— START Passage to read —

Safety tips for felling (cutting down a tree):
These tips apply specifically to felling trees that have a diameter less than the length of the chain saw blade, although some will apply generally to felling larger trees.
- Notify the proper authorities before felling near buildings, power lines, roads or railways.
- Size up tree for diameter and direction of lean before cutting.
- Choose direction of fall according to the lean and shape of tree (e.g., more heavily branched on one side) and wind direction. Other factors that can affect the direction of the fall include the health of the tree (any signs of decay?), contact or entanglement of branches with other trees, slope of the land, and snow load.
- Check the condition of the tree to see if there are any branches that might fall on you while you are sawing.
- Make sure tree has a clear area to fall into.
- Check the fuel tank to make sure you have enough fuel to complete the job. Running out of fuel when making a cut can be hazardous.
- Clear work area of brush and debris before cutting down tree and remove any lower limbs that may interfere with your work.
- Do not overreach or cut above shoulder level.
- Clear two escape paths on the side opposite from the intended direction of fall and at about a 45° angle opposite the line of fall.
- Ensure that equipment and tools are a safe distance from the tree and are not placed in the way of your escape routes.
- Warn persons in area that a tree is falling (and make sure they heard the warning over the noise of the chain saw).
- Ensure that co-workers or by-standers are at least 2 tree lengths away – that is the equivalent of the height of the tree that you are felling plus the height of the tree a co-worker may be cutting down.
- If you are felling trees on sloping terrain, others workers should not be working downhill from you so that they are not exposed to sliding or rolling material.
- Move at least 7.5 m (25 feet) away when the tree starts to fall. Turn the chain saw off, and lay it in a safe place.
- Never take your eyes off a falling tree. Wait 30 seconds to allow debris to settle once the tree is on the ground.
Control the direction of the fall:
- If the tree has large buttress roots, remove pieces by first cutting vertically downward and then cutting horizontally. This will make the tree trunk more “cylindrical” and make it easier to select the direction of fall.
- Prepare a felling notch (also called a directional or front notch) that is perpendicular to the direction of fall.
- First, cut downward at about a 45° angle so that the bottom of the cut is in about 1/5 to 1/4 of the tree trunk diameter.
- Next, make an undercut that meets the diagonal cut exactly and remove the piece. Ensure that the felling notch is facing the intended direction of fall.
- Make a back cut or felling cut on the opposite side of the tree that is about 2.5 to 5 cm (1 to 2 in.) above the horizontal undercut. Stop just short of the undercut, leaving about 1/10 of the diameter uncut to make a hinge that will help control direction of fall.

— END Passage to read —

#### Required work
1. Please reproduce the tree-felling safety tips starting with "- Do not overreach" and going on through "your escape routes.".
2. Condense the item in the tree-felling safety tips that begins "Choose direction of fall" into a short list of the factors it names.
3. Carry the tree-felling safety tips on from their final sentence with the next part.
You won't need the records for this work.

— START Excerpted records —

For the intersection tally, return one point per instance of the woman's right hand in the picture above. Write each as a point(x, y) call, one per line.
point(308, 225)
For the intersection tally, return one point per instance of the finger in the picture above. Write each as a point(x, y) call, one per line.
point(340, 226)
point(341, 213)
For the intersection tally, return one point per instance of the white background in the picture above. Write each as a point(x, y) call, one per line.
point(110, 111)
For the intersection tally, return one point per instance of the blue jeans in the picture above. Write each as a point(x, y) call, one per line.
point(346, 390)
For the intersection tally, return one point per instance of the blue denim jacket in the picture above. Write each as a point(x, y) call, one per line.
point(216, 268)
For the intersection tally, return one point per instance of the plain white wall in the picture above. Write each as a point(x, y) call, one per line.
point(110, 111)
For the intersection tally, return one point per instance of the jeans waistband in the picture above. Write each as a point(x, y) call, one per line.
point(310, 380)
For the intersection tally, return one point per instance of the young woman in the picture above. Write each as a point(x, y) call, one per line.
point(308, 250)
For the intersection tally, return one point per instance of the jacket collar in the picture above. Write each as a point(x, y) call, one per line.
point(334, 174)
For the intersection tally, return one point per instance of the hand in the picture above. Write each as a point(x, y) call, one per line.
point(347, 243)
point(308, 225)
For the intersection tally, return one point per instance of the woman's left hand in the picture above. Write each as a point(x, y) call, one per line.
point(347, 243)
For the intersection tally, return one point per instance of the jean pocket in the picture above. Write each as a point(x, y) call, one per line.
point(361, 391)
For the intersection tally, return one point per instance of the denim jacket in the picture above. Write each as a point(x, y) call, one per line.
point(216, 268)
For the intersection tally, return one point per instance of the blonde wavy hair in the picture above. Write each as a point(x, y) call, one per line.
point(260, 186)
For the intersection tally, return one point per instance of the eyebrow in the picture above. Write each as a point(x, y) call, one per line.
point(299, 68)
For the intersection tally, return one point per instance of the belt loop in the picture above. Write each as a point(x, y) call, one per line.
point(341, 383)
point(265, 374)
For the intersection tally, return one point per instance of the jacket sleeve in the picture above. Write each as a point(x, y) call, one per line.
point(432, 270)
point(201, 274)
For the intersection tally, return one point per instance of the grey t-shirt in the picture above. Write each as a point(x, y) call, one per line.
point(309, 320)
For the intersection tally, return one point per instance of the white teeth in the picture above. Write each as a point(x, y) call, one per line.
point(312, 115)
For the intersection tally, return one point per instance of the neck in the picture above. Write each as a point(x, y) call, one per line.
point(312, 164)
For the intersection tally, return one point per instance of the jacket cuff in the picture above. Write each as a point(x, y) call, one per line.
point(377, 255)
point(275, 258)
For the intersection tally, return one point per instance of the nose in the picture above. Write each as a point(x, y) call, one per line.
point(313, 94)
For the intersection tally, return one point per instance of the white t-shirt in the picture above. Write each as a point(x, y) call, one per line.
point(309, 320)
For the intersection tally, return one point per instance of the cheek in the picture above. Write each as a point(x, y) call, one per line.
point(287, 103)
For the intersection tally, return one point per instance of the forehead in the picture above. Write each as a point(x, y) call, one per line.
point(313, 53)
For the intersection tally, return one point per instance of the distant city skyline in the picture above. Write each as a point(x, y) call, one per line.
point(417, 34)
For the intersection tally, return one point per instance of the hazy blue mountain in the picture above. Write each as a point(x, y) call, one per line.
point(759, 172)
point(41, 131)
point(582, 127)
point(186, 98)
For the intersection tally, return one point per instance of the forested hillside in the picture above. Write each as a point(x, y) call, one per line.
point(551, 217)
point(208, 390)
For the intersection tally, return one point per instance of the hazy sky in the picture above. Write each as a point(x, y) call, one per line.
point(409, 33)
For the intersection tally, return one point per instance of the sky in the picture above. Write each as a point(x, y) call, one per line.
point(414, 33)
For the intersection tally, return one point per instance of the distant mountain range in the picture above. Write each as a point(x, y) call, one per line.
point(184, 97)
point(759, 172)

— END Excerpted records —

#### Answers to the problems
1.
- Do not overreach or cut above shoulder level.
- Clear two escape paths on the side opposite from the intended direction of fall and at about a 45° angle opposite the line of fall.
- Ensure that equipment and tools are a safe distance from the tree and are not placed in the way of your escape routes.

2.
- Lean of the tree
- Shape of the tree (e.g., more heavily branched on one side)
- Wind direction
- Health of the tree (signs of decay)
- Contact or entanglement of branches with other trees
- Slope of the land
- Snow load

3.
- Use ropes or wedges to guide fall in direction other than natural lean. Wedges should be made of wood or plastic (not metal) to prevent kickback or damage to the chain in case of accidental contact.
Some tips for bucking (cross cutting a log into shorter lengths):
- Clear the work area.
- Plan the cut. Determine which way the piece will fall or roll after it is cut.
- Saw the log from the uphill side of a slope.
- If possible, prop up the end to be cut off using another log.
- Cut the compression side or zone first and the tension or “stretched” side last to prevent pinching of the blade.
- Keep feet away from trunk while bucking.
Safety tips for handling, transportation and storing:
- Handle chain saws safely to prevent injury to yourself or others.
- Shut off the chain saw motor before setting it down or carrying it for more than a very short distance. It is extremely dangerous to carry a chain saw when the engine is running.
- Let the chain saw cool before transporting.
- Use a scabbard or bar guard to cover the chain when carrying or transporting a chain saw.
- Carry the chain saw with the bar pointed behind you. Ensure the scabbard is on and the muffler is away from the body.
- Use a carrying case to prevent damage to the saw during transit and storage. The case also provides convenient storage for the owners manual and tools.
- Secure the chain saw and carrying case during transportation to prevent them from moving.
- Drain all fuel into an approved safety container before storing the chain saw for long periods including starting the motor to empty fuel from the carburetor.
- Store your chain saw in a cool, dry place.
- Do not carry a chain saw on your shoulder unless the chain is properly guarded or removed.
- Do not transport a chain saw in the passenger compartment of a vehicle.
What is “kickback”?
Kickback is the term to describe the unexpected upward motion of the guide bar. Kickback occurs when the end portion of the nose of the bar (the kickback zone) strikes an object and the chain momentarily snags, or is pinched.
The most common and probably most violent kickback occurs when contact is made, either accidentally or intentionally, in this “kickback zone.” In some cases the blade tip may move upward and back toward the operator who could suffer a very serious or fatal injury.
I reduce the risk of kickback:
- Select a chain saw that is equipped with kickback-reducing devices (e.g., chain brake, low kickback saw chain, reduced kickback saw chain) that are designed for the chain saw that you are using and meet standards like the CSA Standard Z62.3-2004: Chain Saw Kickback, or ANSI Standard B175.1-2000: Safety Requirements for Gasoline Powered Chain Saws. These devices will reduce but will not prevent kickback.
- Watch the guide bar nose. Do not let it touch logs, branches, or the ground when saw is running.
- Cut only one piece at a time.
- Run the saw at full power when cutting.
- Keep the chain sharpened to specifications (e.g. correct depth and angle).
- Match chain and bar for exact pitch and gauge.
- Set depth gauges to manufacturer’s settings.
- Maintain correct chain tension
- Hold the saw securely with both hands. Have one hand on the handle bar and the other on the grip or trigger.
- Ensure that you have firm footing before starting to saw.
- Stand to side of the cutting path of the chain saw.
- Position yourself so that you are not near the cutting attachment when the chain saw is running.
- Know where the bar tip is at all times.
- Make sure the chain brake functions and adequately stops the chain. The stopping power of a chain brake can be greatly reduced by wear, or by oil, dirt or sawdust in the brake parts.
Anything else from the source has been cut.